(Data lines)
★ ★ ★ ★ ★
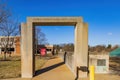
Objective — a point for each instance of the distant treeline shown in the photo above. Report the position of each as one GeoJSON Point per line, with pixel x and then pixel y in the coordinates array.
{"type": "Point", "coordinates": [91, 49]}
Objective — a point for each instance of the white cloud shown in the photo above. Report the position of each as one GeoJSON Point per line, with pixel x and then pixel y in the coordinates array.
{"type": "Point", "coordinates": [110, 33]}
{"type": "Point", "coordinates": [56, 28]}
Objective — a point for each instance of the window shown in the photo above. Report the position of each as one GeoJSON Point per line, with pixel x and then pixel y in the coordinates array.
{"type": "Point", "coordinates": [101, 62]}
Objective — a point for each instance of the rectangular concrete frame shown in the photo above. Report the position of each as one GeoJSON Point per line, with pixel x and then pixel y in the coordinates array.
{"type": "Point", "coordinates": [27, 42]}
★ ★ ★ ★ ★
> WHAT THE TASK REQUIRES:
Lay out the records as a JSON list of strings, one string per line and no strings for blank lines. Leave the pictures out of the list.

> OUTPUT:
[
  "Objective — a point for each instance of the distant treeline shown in the photo above. Report the position of each as one GeoJSON Point per line, with pixel x and then pixel y in the coordinates array.",
  "{\"type\": \"Point\", \"coordinates\": [91, 49]}",
  "Objective — a point for each instance of the white cloud shown in the photo above. Report the position of each as one GeoJSON Point per line, with pixel x and then pixel y in the coordinates array.",
  "{\"type\": \"Point\", \"coordinates\": [110, 33]}",
  "{\"type\": \"Point\", \"coordinates\": [56, 28]}",
  "Objective — a point for each instance of the window shown in the photo above. Report the position of each as one GeoJSON Point per line, with pixel x and then pixel y in the coordinates array.",
  "{\"type\": \"Point\", \"coordinates\": [101, 62]}",
  "Objective — a point for each instance of the rectangular concrete frame shown in the photo above. Report the position of each as one GeoJSON Point per line, with pixel x and then pixel y in the coordinates array.",
  "{\"type\": \"Point\", \"coordinates\": [27, 42]}"
]